• _Your instructions_:
Up to and including the line containing "# each result", set down each line of the entries below exactly, starting from the first, and leave out the rest.

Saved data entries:

★ ★ ★ ★ ★

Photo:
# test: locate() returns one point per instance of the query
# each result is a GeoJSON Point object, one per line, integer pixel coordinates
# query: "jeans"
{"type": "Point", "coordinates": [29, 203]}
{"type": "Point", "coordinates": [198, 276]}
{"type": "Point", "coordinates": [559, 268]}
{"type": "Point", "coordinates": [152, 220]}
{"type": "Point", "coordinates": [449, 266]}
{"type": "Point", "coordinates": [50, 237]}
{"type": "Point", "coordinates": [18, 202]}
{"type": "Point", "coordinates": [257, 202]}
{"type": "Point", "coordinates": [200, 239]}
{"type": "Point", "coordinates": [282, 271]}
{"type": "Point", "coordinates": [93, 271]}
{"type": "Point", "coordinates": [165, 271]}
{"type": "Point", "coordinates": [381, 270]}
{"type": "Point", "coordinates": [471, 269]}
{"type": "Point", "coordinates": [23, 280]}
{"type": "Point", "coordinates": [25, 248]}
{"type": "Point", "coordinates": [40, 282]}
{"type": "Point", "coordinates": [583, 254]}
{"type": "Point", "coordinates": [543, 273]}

★ ★ ★ ★ ★

• _Response below_:
Photo:
# test: locate() returns one point per instance of the query
# each result is a GeoJSON Point object, one per line, integer pixel coordinates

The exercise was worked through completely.